GOAL OF THE EXERCISE
Write out every line of the listing below, character for character.

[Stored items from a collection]
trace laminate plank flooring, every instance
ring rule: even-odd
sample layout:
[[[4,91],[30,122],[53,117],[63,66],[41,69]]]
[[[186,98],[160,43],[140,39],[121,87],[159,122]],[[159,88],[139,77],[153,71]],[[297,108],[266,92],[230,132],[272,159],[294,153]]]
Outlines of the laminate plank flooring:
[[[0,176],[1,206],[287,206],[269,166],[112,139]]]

RIGHT ANSWER
trace laminate plank flooring, every instance
ring rule: even-odd
sample layout:
[[[4,91],[30,122],[53,117],[63,66],[41,69]]]
[[[186,98],[160,43],[140,39],[121,87],[159,122]],[[159,88],[139,77],[153,71]],[[297,108],[266,92],[230,132],[272,159],[294,153]]]
Outlines of the laminate plank flooring:
[[[0,176],[1,206],[287,206],[269,166],[112,139]]]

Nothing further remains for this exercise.